> _Selected extract_
Segment Open

In Pakistan’s case, Roman Urdu is already in-use and now, we will officially build it and actively promote it in our education system.
Religion and Language
Madrassas in Pakistan primarily teach students to recite the Quran in Arabic, a language they do not understand. Ignorance entails disease and poverty, while knowledge provides a gateway not only to health and affluence but also to national greatness based on equality, liberty, freedom and justice. Propaganda from within and without has made it far too easy for bad actors to enrage and rouse ignorant Muslims, erroneous concepts like the promise of 72 virgins and self-sacrifice have been introduced that have no basis in the Quran and are certainly not part of the Islamic culture.
We will build a digital Quran in Urdu and English and infuse modern concepts as supplemental interpretation necessarily required to better understand the concepts outlined in the Quran. For example, when the Quran states “In the creation of the heavens and the earth, in the rotation of the day and night, are sure signs for people possessed of minds” – the pupils in the madrassas ought to be taught Kepler’s laws of planetary motion to fully comprehend the subject matter. This is the way to preserve and develop the Islamic culture and spirit. Public instruction is the most productive and important duty of citizens and we must strive for proliferating scientific ideas among our people.

Segment Closed

> _Aim of the task_
Write out the entire passage on language and religious instruction in Pakistan word for word. The lines that come next have nothing to do with the passage above.

> _Supplied entries_
Segment Open

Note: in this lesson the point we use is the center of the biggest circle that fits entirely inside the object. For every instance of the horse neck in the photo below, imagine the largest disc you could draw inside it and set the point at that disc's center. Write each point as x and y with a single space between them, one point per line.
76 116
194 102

Segment Closed
Segment Open

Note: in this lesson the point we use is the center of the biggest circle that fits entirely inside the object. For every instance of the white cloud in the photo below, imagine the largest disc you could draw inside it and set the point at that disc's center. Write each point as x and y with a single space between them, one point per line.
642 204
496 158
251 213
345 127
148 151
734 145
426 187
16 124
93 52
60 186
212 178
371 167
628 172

Segment Closed

> _Exercise result_
In Pakistan’s case, Roman Urdu is already in-use and now, we will officially build it and actively promote it in our education system.
Religion and Language
Madrassas in Pakistan primarily teach students to recite the Quran in Arabic, a language they do not understand. Ignorance entails disease and poverty, while knowledge provides a gateway not only to health and affluence but also to national greatness based on equality, liberty, freedom and justice. Propaganda from within and without has made it far too easy for bad actors to enrage and rouse ignorant Muslims, erroneous concepts like the promise of 72 virgins and self-sacrifice have been introduced that have no basis in the Quran and are certainly not part of the Islamic culture.
We will build a digital Quran in Urdu and English and infuse modern concepts as supplemental interpretation necessarily required to better understand the concepts outlined in the Quran. For example, when the Quran states “In the creation of the heavens and the earth, in the rotation of the day and night, are sure signs for people possessed of minds” – the pupils in the madrassas ought to be taught Kepler’s laws of planetary motion to fully comprehend the subject matter. This is the way to preserve and develop the Islamic culture and spirit. Public instruction is the most productive and important duty of citizens and we must strive for proliferating scientific ideas among our people.